- _PASSAGEM DADA_:
----

Os mamíferos terrestres (incluindo os seres humanos) provavelmente estarão extintos dentro de 250 milhões de anos, como resultado das altas temperaturas do ar e do solo, do desaparecimento da vegetação e da desertificação dos territórios. Esta é uma das conclusões de um estudo, publicado esta segunda-feira na revista científica Nature Geosciences.
“Esta extinção deve-se principalmente ao calor extremo criado por um supercontinente que se forma nos trópicos (as regiões mais quentes do planeta), com o brilho do sol a aumentar, emitindo 2,5% mais energia e o dióxido de carbono (CO2) a subir para mais de 600 partes por milhão (ppm) na atmosfera”, afirma ao PÚBLICO o investigador Alex Farnsworth, primeiro autor do estudo. Actualmente, o valor é de 424 ppm (partes por milhão).
Esta investigação, liderada pela Universidade de Bristol, no Reino Unido, fornece um dos primeiros modelos climáticos para um futuro muito, muito distante (repetimos: 250 milhões de anos). Calculadas com a ajuda de supercomputadores, as projecções mostram como os extremos climáticos passarão a ser uma regra quando os diferentes continentes se fundirem.
Europa, Américas, África e demais blocos territoriais deverão reunir-se, nesse futuro distante, dando origem a um supercontinente com temperaturas acima dos 40 graus Celsius, sugere o artigo científico. Tratar-se-á de um extenso território escaldante, seco, na sua maior parte desértico e inabitável.
“A tectónica controla a evolução da vida numa escala de tempo muito longa. Estes supercontinentes aconteceram no passado (pensamos que cerca de 10 a 16 se formaram anteriormente na história da Terra), muitos dos quais coincidiram com a extinção em massa e, agora, pensamos que o próximo também levará a uma extinção em massa de espécies”, esclarece Alex Farnsworth, cientista da Universidade de Bristol.

----

- _TAREFAS_:
a. Reproduza um trecho da passagem, substituindo "supercomputadores" por "computadores de alto desempenho". Comece nas palavras "Esta investigação, liderada" e termine depois de "desértico e inabitável.".
b. Diga se cada afirmação concorda com a passagem. Responda sim ou não e cite as palavras exatas da passagem que decidem a resposta. (i) A investigação foi liderada pela Universidade de Bristol. (ii) Atualmente, a concentração de CO2 na atmosfera é superior a 600 ppm. (iii) O futuro supercontinente terá temperaturas abaixo dos 40 graus Celsius.

----

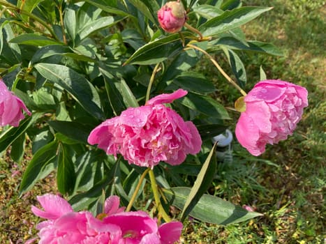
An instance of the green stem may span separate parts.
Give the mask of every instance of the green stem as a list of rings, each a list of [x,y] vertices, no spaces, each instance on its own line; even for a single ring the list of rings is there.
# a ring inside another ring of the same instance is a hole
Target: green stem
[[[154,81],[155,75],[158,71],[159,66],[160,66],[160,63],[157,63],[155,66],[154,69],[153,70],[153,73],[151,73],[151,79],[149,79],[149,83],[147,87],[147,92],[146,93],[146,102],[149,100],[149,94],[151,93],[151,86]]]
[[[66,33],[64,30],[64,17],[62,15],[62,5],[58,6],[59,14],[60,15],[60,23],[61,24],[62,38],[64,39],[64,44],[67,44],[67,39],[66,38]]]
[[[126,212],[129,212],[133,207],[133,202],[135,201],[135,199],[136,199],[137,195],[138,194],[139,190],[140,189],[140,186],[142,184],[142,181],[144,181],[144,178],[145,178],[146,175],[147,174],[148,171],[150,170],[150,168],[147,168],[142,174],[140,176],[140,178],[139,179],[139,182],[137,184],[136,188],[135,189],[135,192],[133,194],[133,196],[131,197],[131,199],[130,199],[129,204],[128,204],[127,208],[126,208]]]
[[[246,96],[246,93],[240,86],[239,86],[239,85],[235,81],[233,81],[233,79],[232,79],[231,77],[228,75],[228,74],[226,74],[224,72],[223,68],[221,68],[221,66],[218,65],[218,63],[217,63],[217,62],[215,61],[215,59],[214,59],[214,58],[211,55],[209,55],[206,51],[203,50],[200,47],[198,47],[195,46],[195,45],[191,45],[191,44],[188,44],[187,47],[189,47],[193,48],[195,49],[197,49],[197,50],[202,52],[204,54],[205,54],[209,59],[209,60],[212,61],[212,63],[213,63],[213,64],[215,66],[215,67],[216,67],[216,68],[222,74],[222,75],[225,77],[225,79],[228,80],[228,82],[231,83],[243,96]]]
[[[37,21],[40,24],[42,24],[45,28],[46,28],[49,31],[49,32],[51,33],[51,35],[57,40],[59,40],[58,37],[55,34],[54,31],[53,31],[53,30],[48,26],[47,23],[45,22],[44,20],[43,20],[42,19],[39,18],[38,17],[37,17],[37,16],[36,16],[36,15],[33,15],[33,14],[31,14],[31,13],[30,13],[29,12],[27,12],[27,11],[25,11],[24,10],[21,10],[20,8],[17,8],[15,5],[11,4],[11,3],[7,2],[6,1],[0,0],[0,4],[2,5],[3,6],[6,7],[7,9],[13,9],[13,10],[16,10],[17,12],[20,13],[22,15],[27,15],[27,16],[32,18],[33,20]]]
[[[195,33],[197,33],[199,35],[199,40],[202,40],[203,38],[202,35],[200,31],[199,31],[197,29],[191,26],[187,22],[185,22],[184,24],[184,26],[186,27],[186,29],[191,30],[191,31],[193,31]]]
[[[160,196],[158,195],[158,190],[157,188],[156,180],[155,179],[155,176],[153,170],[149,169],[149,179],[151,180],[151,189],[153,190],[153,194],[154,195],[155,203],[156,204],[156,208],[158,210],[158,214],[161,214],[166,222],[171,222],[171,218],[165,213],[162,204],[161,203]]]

----

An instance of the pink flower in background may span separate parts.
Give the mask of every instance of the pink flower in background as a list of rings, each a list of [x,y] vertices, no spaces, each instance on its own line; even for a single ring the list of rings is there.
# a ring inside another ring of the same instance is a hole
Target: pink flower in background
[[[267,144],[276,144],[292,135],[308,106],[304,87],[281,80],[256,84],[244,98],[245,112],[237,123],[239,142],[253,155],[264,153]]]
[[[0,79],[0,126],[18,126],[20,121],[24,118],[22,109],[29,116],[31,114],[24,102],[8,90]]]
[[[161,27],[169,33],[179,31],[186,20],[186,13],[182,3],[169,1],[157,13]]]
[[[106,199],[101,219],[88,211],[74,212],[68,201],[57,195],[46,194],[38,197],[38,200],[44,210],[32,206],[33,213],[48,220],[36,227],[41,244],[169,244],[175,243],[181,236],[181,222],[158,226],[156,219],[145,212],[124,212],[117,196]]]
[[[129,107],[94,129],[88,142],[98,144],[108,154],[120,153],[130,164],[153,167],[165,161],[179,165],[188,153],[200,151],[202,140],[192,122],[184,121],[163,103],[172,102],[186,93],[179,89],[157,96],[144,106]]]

----

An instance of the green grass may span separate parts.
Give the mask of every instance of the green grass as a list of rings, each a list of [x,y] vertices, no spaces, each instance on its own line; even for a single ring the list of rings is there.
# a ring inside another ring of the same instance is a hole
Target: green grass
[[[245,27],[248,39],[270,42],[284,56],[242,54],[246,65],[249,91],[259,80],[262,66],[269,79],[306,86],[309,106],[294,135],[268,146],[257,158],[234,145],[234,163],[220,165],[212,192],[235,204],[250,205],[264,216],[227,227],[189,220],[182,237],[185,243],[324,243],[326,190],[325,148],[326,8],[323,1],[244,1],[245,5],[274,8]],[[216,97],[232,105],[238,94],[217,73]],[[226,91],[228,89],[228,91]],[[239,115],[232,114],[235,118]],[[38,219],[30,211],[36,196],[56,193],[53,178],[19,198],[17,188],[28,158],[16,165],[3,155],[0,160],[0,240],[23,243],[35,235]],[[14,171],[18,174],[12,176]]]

----

- _RESULTADOS DO EXERCÍCIO_:
a.
Esta investigação, liderada pela Universidade de Bristol, no Reino Unido, fornece um dos primeiros modelos climáticos para um futuro muito, muito distante (repetimos: 250 milhões de anos). Calculadas com a ajuda de computadores de alto desempenho, as projecções mostram como os extremos climáticos passarão a ser uma regra quando os diferentes continentes se fundirem.
Europa, Américas, África e demais blocos territoriais deverão reunir-se, nesse futuro distante, dando origem a um supercontinente com temperaturas acima dos 40 graus Celsius, sugere o artigo científico. Tratar-se-á de um extenso território escaldante, seco, na sua maior parte desértico e inabitável.

b.
(i) Sim: "Esta investigação, liderada pela Universidade de Bristol"
(ii) Não: "Actualmente, o valor é de 424 ppm (partes por milhão)."
(iii) Não: "dando origem a um supercontinente com temperaturas acima dos 40 graus Celsius"